_Directive A_
Which lines of the listing contain the string "ship"? Show each of those lines in full.

_Quoted passage_
________________________________________

Up until and including the 70×56 set, my program scored each set better than the previous as I increased the board size.  After fixing this bug, the 64×64 set scored about 1.5 points worse than the 70×56 – a final round score of 32.53% compared to 31.02%.  The scores stopped improving with board size:  the 7 sets between 64×64 and 80×80 had scores ranging from 32.45% to 33.07% – a range of less than half the difference between 70×56 and 64×64.  

Interestingly – the main reason the scored suffered so much were indirectly caused by the phantom dots bug and not a direct result of the 500 cell limit – if the program did try to draw a line over the limit, it would induce the phantom dots bug for the next line it tried to draw.  

In this case however, I could not leave the bug in and continue to increase the board sizes as I did.  Instead, I added an additional setting that let me set the limit at the percentage of a board’s size, which I set at 24.9%.  I also disagreed with my program and thought the 64×64 set was better than 70×56 despite the scores.  

An All-Time Record?

Between the 80×80 and 100×100 set, I changed the similarity score formula which increased the average score in the last round by about 5%.  70×56 scored 31.02% in the last round, and with a score of 36.07% in the last round, the latest 89×89 batch might be the top-scoring set of all time.  To find this out, I reran the final round of filtering for the 70×56 to get the last round score according to the new formula, and was disappointed to find that it’s score of 36.02% kept it as the top set of all-time, according to the final round score. 

More importantly, while I was doing this – I discovered yet another fairly major bug in my program.  Besides greatly damaging my confidence in my programming ability, this bug also impacted the similarity scores for the 1st through 6th and especially the 9th (or last) iterations.  

Oops

Similarity filtering splits a set of levels into small groups of levels (between 10 and 50 levels depending on the iteration) and then compares each level within that group to every other level in the group.  

Within each group, the code loops through the levels and compares the 1st level to all the other levels, the 2nd level to all the levels except the first, and so-on.  When it reaches the 2nd level, it doesn’t need to compare it to the first since this comparison was already made. 

Unfortunately, my program wasn’t actually applying the scores to each level that were made from previous iterations through the loop.  

For example – with a group size of 10, the 1st level’s similarity score would count 9 comparisons, the 2nd level would count 8, and the 9th would count only a single comparison (the 10th would count all 9, which I could but won’t explain).

________________________________________

_Directive B_
Could you write the next part of the post about the level-similarity scoring bug, starting after its final sentence?

________________________________________

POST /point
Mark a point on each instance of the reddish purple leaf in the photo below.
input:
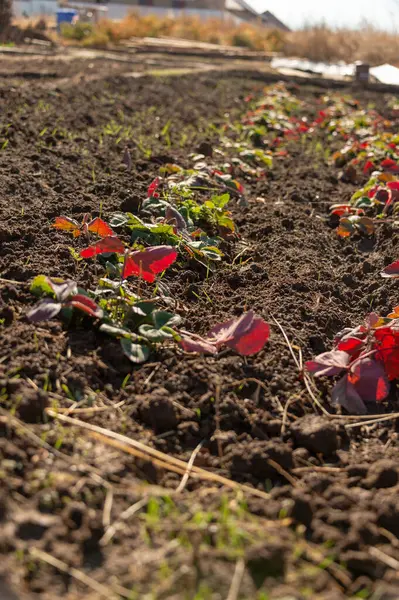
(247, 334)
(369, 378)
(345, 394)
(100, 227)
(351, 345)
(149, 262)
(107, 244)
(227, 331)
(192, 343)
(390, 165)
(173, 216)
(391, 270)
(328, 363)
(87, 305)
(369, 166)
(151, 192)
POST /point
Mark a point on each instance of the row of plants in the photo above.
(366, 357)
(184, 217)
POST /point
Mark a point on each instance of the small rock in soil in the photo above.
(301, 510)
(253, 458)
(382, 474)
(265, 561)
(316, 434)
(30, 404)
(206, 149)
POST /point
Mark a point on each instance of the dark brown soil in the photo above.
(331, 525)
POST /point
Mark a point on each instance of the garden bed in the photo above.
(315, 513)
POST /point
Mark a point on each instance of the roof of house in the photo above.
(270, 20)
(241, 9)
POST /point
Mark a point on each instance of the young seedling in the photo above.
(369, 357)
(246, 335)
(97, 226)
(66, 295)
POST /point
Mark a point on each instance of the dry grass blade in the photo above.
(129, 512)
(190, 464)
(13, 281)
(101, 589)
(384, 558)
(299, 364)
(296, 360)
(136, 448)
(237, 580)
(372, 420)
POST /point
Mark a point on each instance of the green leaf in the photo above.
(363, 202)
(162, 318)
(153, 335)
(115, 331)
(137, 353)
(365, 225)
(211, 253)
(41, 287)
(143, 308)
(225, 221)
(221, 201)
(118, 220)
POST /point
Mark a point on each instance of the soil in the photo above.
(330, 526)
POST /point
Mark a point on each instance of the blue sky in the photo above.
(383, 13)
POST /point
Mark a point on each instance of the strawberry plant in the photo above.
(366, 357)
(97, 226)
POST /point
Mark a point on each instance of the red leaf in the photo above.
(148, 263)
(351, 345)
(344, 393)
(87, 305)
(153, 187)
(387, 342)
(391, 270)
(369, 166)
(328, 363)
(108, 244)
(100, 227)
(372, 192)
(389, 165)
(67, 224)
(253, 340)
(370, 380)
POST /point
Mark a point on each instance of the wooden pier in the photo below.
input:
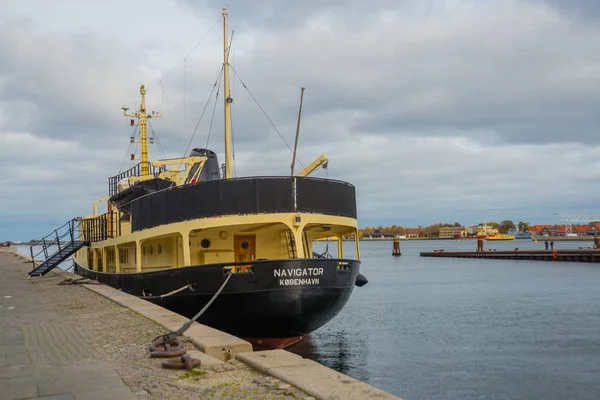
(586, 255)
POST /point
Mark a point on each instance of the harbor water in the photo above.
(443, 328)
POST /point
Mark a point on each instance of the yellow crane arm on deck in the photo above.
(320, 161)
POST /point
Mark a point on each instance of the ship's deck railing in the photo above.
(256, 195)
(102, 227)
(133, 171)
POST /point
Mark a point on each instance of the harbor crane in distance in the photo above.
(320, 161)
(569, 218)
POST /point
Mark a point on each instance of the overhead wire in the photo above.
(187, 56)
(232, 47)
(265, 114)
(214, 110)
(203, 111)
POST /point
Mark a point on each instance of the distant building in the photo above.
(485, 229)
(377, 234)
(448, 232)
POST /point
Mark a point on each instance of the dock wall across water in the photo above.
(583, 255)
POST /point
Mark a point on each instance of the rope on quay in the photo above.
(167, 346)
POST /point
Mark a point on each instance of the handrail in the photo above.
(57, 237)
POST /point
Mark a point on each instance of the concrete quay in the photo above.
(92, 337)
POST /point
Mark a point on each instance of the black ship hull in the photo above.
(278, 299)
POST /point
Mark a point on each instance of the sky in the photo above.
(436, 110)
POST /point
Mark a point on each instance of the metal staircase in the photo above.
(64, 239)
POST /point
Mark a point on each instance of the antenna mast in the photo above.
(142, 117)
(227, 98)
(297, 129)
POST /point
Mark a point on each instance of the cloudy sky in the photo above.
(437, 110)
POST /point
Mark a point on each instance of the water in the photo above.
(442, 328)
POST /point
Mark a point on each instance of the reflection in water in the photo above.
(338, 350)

________________________________________

_Answer A_
Mark a point on each instance of the ship's deck railing in the photo above.
Mark a point on each instance of the black ship hull in the photo above.

_Answer B_
Worse – one component of a levels total similarity score is the maximum similarity score within the group – which is usually going to be much higher if a level is compared to 9 other levels as opposed to just 1 level.  

Even worse (but also better) – the group size is 50 levels for the final iteration (compared to 10 for the 1st 6 iterations and 25 for the 7th and 8th iterations) – the max score component was calculated from a range of 1 to 49 scores depending on the random order of each level.  This meant that the final round score that I was using to proclaim the latest set of levels the greatest thing ever didn’t mean as much as I thought it did.  Part of the reason I did use the final round score instead of the weighted score is that the final round was supposed to be the only one not impacted by randomness since there is only 1 group of 50 levels. 

Fortunately – although this last iteration is a holdover from the days when a set used to be 30 levels and not 60 – the scores for that iteration have no impact on the levels that are selected for imaging.   Additionally, the 7th and 8th iterations were not impacted by the bug since they include a line uniqueness calculation in the formula which follows a different code path.  

The scores from the 1st 6 iterations (where the program eliminates 11,800 of the 12000 levels) were impacted and do matter, though.  

Get To The Point Already

  • 89×89 almost broke the scoring record
  • I found a bug that made this record less meaningful (not that it really had any meaning to begin with) and made similarity filtering less accurate.
  • To evaluate the impact of the bug, I reran similarity filtering not once but twice for the 2nd batch of 89×89 levels.  
    • 67 of the 90 levels selected for imaging were the same after fixing the bug.  More importantly, the 34 highest ranked levels the 2nd pass were all included (though ranked somewhat differently) in the first pass. 
    • I ran it a 3rd time to see how much variance to expect normally after fixing the bug.  72/90 levels were the same this time.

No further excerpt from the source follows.